Text passage:
^^^^

Collaborative MS Research Center Award
||Anne H. Cross, MD
Department of Neurology
Washington University School of Medicine, St. Louis
Joseph J.H. Ackerman, PhD
Departments of Radiology, Chemistry and Internal Medicine
John H. Russell, PhD
Department of Molecular Biology and Pharmacology
Sheng-Kwei "Victor" Song, PhD
Departments of Radiology and Chemistry
A major effort to apply new magnetic resonance technology to tracking brain tissue damage and recovery in MS.
Multiple sclerosis is a disease that can be very different between individuals in terms of its clinical course, the type of tissue damage involved, and response to available therapies. It is currently not possible to differentiate or predict the type of MS an individual will experience.

^^^^

Saved entries:
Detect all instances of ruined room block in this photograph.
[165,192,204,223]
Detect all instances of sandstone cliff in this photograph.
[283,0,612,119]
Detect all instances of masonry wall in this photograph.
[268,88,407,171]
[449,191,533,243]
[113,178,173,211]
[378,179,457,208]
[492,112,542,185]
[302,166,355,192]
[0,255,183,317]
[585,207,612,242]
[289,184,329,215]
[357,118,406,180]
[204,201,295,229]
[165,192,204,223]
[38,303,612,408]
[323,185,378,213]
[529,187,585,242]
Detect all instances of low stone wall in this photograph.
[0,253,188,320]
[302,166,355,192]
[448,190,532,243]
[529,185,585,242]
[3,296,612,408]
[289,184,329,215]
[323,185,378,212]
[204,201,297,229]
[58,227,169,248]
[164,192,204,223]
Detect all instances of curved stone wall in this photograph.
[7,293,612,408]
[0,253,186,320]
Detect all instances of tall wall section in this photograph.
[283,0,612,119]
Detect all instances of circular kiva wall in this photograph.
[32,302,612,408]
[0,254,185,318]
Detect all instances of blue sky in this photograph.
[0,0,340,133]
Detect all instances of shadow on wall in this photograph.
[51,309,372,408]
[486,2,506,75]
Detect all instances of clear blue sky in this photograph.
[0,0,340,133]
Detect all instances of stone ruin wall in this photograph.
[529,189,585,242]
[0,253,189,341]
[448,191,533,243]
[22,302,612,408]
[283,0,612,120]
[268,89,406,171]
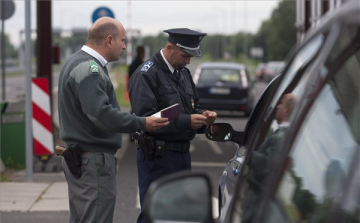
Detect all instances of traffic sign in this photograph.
[0,0,15,20]
[92,7,115,23]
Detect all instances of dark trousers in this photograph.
[137,149,191,223]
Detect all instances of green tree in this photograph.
[254,0,296,61]
[267,0,296,60]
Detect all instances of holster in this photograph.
[132,132,156,160]
[63,144,81,179]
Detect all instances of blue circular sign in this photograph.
[92,7,115,23]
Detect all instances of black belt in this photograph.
[156,139,190,152]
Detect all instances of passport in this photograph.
[152,103,180,121]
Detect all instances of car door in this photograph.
[221,4,346,222]
[225,2,360,222]
[255,7,360,223]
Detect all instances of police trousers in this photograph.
[137,144,191,223]
[62,152,117,223]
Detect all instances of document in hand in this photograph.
[152,103,180,121]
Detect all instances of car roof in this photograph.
[200,62,246,69]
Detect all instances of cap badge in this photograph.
[141,61,154,72]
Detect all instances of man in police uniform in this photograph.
[58,17,169,223]
[129,29,217,223]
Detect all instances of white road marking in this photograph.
[191,162,227,168]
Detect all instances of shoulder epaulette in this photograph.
[89,60,99,74]
[141,61,154,72]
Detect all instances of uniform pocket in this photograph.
[136,149,145,162]
[158,85,178,95]
[184,86,194,96]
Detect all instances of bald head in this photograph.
[87,17,124,46]
[86,17,126,62]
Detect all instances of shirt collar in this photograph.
[160,50,175,73]
[81,45,108,67]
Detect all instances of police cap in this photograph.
[164,28,207,57]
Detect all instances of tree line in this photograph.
[5,0,296,65]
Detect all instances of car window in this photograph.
[276,53,360,222]
[232,31,325,222]
[198,68,241,83]
[265,35,325,123]
[266,21,360,222]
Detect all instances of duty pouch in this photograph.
[132,132,155,160]
[63,144,81,179]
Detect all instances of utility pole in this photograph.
[36,0,53,103]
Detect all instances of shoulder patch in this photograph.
[89,60,99,74]
[141,61,154,72]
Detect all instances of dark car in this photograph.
[193,62,252,114]
[261,61,285,82]
[142,1,360,223]
[255,63,265,80]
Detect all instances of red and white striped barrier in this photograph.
[31,78,54,156]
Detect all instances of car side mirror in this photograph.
[205,123,245,144]
[144,171,214,223]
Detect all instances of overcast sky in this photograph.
[5,0,279,46]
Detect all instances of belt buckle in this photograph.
[134,139,139,147]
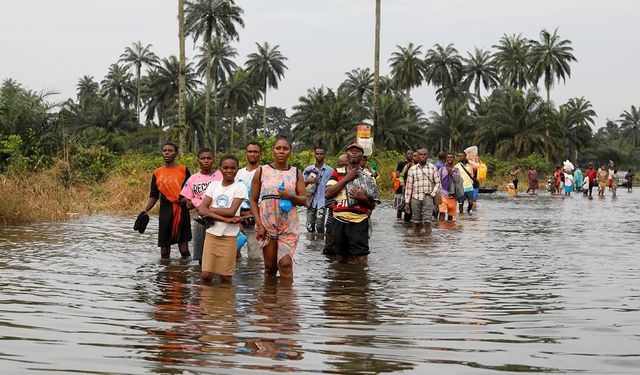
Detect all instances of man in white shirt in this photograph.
[236,142,262,259]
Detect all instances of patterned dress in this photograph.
[258,165,300,262]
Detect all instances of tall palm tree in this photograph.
[531,29,578,103]
[462,48,500,99]
[425,44,462,91]
[144,56,199,142]
[185,0,244,152]
[118,41,158,121]
[76,75,100,105]
[618,105,640,150]
[246,42,288,127]
[339,68,373,105]
[196,39,238,87]
[101,64,136,108]
[389,43,426,104]
[557,97,598,160]
[493,34,531,90]
[219,68,259,148]
[178,0,187,149]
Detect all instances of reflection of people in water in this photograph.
[246,278,303,362]
[321,263,413,374]
[198,283,238,358]
[143,264,197,363]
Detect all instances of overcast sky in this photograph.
[0,0,640,126]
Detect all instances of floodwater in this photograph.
[0,189,640,374]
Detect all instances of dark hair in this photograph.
[244,141,262,151]
[162,142,180,152]
[273,134,291,147]
[220,155,240,166]
[198,147,215,157]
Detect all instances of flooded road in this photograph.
[0,189,640,374]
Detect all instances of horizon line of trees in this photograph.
[0,0,640,175]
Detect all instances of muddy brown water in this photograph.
[0,191,640,374]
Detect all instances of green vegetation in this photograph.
[0,0,640,226]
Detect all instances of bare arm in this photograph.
[280,170,307,206]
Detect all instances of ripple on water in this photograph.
[0,194,640,374]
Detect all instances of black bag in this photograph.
[133,211,149,234]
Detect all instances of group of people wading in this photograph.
[139,140,380,282]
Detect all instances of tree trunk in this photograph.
[178,0,187,150]
[262,77,267,131]
[373,0,381,142]
[204,35,212,155]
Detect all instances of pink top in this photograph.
[180,171,222,209]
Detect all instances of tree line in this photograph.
[0,0,640,176]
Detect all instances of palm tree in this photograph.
[185,0,244,152]
[493,34,531,90]
[246,42,288,127]
[118,41,158,121]
[219,68,259,148]
[389,43,426,104]
[101,64,136,108]
[144,56,199,142]
[462,48,500,99]
[178,0,187,149]
[425,44,462,91]
[371,0,381,134]
[196,39,238,87]
[618,105,640,150]
[531,29,578,103]
[76,75,100,105]
[339,68,373,105]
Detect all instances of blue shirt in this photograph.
[302,164,333,208]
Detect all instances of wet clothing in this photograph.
[258,165,300,262]
[149,165,191,247]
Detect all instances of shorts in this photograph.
[438,196,457,217]
[332,219,369,257]
[464,190,475,202]
[202,233,238,276]
[411,195,434,224]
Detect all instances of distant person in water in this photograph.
[624,168,636,192]
[527,165,539,195]
[596,163,609,197]
[325,143,380,266]
[180,148,222,264]
[564,171,573,197]
[509,164,520,194]
[143,142,191,259]
[322,154,348,256]
[573,166,584,191]
[250,135,307,278]
[198,155,247,282]
[302,146,333,233]
[587,164,598,197]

^^^^

Task set:
1) According to the multiple sclerosis research text, what is currently not possible for an individual with MS?
2) Carry on the multiple sclerosis research text from its last sentence.
The items have no connection to the multiple sclerosis research text.

Responses in order:
1) It is currently not possible to differentiate or predict the type of MS an individual will experience.

2)
Since MRI emerged in the early 1980s, great advances have taken place in developing and applying magnetic resonance imaging technologies—MRI and its cousins—to the study of disease activity in individuals with MS. While they've provided a remarkable window to the activity of brain and spinal cord lesions (areas of disease activity or damage), unfortunately these technologies still cannot reliably distinguish between areas of damage to the myelin insulation that encases nerve fibers and damage to the nerve fibers themselves.
Now seasoned MS investigator Dr. Anne Cross has assembled an interdisciplinary team to apply a novel MR technology to tackle this problem. Armed with a new National MS Society Collaborative MS Research Center Award, the team of neurologists, radiologists, biophysicists, biomedical engineers and pharmacologists at Washington University in St. Louis will use "diffusion tensor MR imaging," or DTI, to differentiate types of tissue damage and repair in MS lesions—first in mice and eventually in people with MS.
DTI reveals how many protons in water molecules are moving in tissue, and in what direction. If fatty myelin is intact, then water should be repelled, but if it is damaged, water will infiltrate the tissue. Recent reports indicate that damage to axons (nerve fibers) underneath the myelin also can affect the flow of water, and thus be detected by DTI.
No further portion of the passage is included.